→ MATERIAL TO PROCESS
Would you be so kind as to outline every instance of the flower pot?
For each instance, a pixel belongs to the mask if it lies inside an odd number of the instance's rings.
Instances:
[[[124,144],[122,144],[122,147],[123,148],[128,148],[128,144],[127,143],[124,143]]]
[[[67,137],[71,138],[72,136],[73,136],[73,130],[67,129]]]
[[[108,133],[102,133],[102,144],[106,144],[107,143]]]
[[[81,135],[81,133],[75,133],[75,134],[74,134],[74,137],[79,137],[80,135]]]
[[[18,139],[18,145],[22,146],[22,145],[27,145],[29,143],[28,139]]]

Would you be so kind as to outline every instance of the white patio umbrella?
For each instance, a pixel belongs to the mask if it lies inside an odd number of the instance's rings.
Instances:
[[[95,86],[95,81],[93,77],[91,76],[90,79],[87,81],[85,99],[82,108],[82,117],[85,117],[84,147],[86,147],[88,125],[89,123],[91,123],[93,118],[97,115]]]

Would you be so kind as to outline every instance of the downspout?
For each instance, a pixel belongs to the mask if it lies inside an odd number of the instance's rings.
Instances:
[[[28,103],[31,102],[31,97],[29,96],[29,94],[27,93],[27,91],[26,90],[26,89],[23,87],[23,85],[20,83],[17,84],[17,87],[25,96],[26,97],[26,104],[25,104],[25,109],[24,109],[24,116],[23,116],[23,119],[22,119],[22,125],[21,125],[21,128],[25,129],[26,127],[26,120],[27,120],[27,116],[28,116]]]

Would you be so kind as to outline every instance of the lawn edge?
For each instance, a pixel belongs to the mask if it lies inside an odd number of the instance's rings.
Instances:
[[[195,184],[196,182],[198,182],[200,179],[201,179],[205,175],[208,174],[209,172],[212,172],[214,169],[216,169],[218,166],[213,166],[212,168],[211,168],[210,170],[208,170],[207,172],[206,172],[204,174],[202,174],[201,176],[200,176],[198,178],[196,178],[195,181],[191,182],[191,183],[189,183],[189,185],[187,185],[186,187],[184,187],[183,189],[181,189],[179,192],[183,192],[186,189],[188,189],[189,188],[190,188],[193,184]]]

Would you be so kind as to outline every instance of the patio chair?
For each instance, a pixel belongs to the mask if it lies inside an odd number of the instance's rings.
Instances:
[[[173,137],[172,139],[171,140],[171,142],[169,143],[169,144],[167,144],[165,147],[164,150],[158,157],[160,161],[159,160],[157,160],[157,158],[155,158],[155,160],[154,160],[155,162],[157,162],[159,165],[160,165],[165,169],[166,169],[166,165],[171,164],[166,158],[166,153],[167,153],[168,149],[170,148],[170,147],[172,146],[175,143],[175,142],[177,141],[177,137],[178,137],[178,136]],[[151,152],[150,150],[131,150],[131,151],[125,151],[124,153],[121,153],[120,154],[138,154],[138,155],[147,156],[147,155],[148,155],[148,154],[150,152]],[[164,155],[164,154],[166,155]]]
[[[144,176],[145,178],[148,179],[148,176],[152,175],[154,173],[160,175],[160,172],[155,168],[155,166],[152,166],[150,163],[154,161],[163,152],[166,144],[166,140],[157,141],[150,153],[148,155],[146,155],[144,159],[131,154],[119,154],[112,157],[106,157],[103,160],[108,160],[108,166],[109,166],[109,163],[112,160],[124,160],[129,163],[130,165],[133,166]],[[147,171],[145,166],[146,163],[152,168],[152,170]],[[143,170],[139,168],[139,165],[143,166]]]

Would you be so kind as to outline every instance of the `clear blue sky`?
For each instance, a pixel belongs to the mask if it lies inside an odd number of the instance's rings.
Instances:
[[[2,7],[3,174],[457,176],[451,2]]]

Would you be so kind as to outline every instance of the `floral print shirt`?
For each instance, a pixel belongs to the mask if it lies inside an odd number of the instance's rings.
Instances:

→ AIM OF THE TASK
Would you restate each of the entries word for word?

→ SOLUTION
Would you be so kind as to outline every instance of the flower pot?
For each instance, a pixel belongs to the mask if it lies inside an odd number of the instance's rings.
Instances:
[[[124,144],[122,144],[122,147],[123,148],[128,148],[128,144],[127,143],[124,143]]]
[[[67,137],[71,138],[72,136],[73,136],[73,130],[67,129]]]
[[[108,133],[102,133],[102,144],[106,144],[107,143]]]
[[[81,135],[81,133],[75,133],[75,134],[74,134],[74,137],[79,137],[80,135]]]
[[[18,139],[18,145],[22,146],[22,145],[27,145],[29,143],[28,139]]]

Would you be so kind as to outline every instance of the white patio umbrella?
For each instance, a pixel belongs to the mask if it lies inside an odd number of the instance's rings.
Instances:
[[[95,86],[95,81],[93,77],[91,76],[90,79],[87,81],[85,99],[82,108],[82,117],[85,117],[84,147],[86,147],[88,125],[89,123],[91,123],[93,118],[97,115]]]

Would you be so kind as to outline every instance of the downspout?
For each instance, a pixel belongs to the mask if it lies inside an odd number of the instance's rings.
Instances:
[[[28,103],[31,102],[31,97],[29,96],[29,94],[27,93],[27,91],[26,90],[26,89],[23,87],[23,85],[20,83],[17,84],[17,87],[25,96],[26,97],[26,104],[25,104],[25,109],[24,109],[24,116],[23,116],[23,119],[22,119],[22,125],[21,125],[21,128],[25,129],[26,127],[26,120],[27,120],[27,116],[28,116]]]

Would you be so kind as to outline every instance of the lawn edge?
For each instance, a pixel belongs to the mask if it lies inside an odd number of the instance's rings.
Instances:
[[[195,184],[196,182],[198,182],[200,179],[201,179],[205,175],[208,174],[209,172],[212,172],[214,169],[216,169],[218,166],[213,166],[212,168],[211,168],[210,170],[208,170],[207,172],[206,172],[204,174],[202,174],[201,176],[200,176],[198,178],[196,178],[195,181],[191,182],[191,183],[189,183],[189,185],[187,185],[186,187],[184,187],[183,189],[181,189],[179,192],[183,192],[186,189],[188,189],[189,188],[190,188],[193,184]]]

Would you be so kind as to outline every instance of the patio chair?
For each instance, a pixel belongs to the mask if it lies inside an odd number of the instance's rings.
Instances:
[[[173,137],[172,139],[171,140],[171,142],[169,143],[169,144],[167,144],[165,147],[164,150],[158,157],[160,161],[159,160],[157,160],[157,158],[155,158],[155,160],[154,160],[155,162],[157,162],[159,165],[160,165],[165,169],[166,169],[166,165],[171,164],[166,158],[166,153],[167,153],[168,149],[170,148],[170,147],[172,146],[175,143],[175,142],[177,141],[177,137],[178,137],[178,136]],[[151,152],[150,150],[131,150],[131,151],[125,151],[124,153],[121,153],[120,154],[138,154],[138,155],[147,156],[147,155],[148,155],[148,154],[150,152]],[[164,155],[164,154],[166,155]]]
[[[144,176],[145,178],[148,179],[148,176],[152,175],[154,173],[160,175],[160,172],[155,168],[155,166],[152,166],[150,163],[154,161],[163,152],[166,144],[166,140],[157,141],[150,153],[148,155],[146,155],[144,159],[131,154],[119,154],[112,157],[106,157],[103,160],[108,160],[108,166],[109,166],[109,163],[112,160],[124,160],[129,163],[130,165],[133,166]],[[147,171],[145,166],[146,163],[152,168],[152,170]],[[143,170],[139,168],[139,165],[143,166]]]

Would you be so kind as to outline every instance of the `clear blue sky`?
For each instance, a pixel belongs to the mask if it lies inside an odd number of the instance's rings.
Instances:
[[[2,7],[3,174],[457,176],[451,2]]]

Would you be so kind as to outline every instance of the `floral print shirt`?
For each instance, a pixel belongs to the mask if it lies inside an odd number of the instance's rings.
Instances:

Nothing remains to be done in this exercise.